Recast the items from the line containing "Guideline: put one point on each instance of the fluorescent" through the end of the items as a JSON list of strings, one string per line with blank lines omitted. Include only those lines.

Labeled-object pointing entries:
☆ ☆ ☆
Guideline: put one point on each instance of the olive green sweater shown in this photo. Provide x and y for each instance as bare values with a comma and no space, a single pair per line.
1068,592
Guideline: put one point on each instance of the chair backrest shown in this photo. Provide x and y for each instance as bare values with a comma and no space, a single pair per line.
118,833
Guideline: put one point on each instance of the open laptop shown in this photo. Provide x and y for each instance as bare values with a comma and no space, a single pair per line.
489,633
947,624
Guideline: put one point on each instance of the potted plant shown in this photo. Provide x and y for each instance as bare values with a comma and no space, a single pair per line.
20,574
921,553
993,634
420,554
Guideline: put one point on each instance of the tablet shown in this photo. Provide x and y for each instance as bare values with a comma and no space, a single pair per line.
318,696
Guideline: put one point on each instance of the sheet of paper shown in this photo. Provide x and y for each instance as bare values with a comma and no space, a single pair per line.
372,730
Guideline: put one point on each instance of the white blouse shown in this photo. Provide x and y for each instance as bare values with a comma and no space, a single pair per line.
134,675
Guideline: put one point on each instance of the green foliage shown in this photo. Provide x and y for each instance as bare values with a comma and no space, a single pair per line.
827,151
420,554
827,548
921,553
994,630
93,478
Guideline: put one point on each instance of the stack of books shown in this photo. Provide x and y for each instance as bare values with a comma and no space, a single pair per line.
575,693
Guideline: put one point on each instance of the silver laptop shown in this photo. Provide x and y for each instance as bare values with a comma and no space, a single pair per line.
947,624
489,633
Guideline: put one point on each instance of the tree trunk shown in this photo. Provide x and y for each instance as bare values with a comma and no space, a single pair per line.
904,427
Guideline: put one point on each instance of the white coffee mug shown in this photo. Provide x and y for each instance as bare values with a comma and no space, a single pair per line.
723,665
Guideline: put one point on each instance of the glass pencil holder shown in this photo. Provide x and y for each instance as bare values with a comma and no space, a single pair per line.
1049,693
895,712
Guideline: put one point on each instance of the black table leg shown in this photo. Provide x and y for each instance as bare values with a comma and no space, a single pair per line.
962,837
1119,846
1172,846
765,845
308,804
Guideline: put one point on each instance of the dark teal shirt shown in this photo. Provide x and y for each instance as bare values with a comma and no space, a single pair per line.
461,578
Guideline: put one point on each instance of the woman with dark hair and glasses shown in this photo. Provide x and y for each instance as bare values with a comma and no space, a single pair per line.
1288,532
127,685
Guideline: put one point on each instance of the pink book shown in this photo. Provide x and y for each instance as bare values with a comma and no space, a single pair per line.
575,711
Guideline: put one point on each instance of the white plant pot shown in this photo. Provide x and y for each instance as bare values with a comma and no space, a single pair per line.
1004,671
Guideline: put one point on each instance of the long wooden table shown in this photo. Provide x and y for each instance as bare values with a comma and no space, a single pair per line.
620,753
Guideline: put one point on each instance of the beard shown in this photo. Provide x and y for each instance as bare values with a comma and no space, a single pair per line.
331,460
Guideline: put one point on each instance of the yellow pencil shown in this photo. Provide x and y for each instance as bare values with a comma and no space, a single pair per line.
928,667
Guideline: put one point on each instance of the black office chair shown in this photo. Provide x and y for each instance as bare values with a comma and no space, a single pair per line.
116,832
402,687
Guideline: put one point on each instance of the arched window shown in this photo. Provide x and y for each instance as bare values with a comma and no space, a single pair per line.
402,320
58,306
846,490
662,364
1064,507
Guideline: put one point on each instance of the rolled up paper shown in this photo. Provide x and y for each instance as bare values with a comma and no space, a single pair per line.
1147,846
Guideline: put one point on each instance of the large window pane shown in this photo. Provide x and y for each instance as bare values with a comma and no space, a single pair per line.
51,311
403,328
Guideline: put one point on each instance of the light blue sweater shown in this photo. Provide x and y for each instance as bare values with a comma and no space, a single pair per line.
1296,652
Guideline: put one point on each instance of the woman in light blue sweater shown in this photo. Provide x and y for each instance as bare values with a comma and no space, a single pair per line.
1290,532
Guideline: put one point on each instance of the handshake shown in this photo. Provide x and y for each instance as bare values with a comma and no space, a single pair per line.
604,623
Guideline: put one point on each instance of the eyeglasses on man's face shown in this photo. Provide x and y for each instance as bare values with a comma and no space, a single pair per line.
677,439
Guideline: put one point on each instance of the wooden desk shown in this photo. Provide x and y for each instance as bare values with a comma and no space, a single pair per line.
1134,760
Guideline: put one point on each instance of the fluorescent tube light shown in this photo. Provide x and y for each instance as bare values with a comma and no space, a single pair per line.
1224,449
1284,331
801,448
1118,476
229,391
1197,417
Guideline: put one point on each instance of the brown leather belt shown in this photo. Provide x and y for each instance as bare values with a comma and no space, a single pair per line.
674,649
☆ ☆ ☆
## ANSWER TO THIS EXERCISE:
[
  "Guideline: put one point on each instance of the fluorescent tube light shown in this photo. Provide x and y for each instance as bare values with a comma and no space, a single pair per line.",
  "1224,449",
  "1284,331",
  "801,448",
  "1118,476",
  "229,391",
  "1197,417",
  "Guideline: put one point on each instance of the brown leather belt shown in this photo. Provide x and y for each instance as bare values with a comma and no space, a single pair per line.",
  "674,649"
]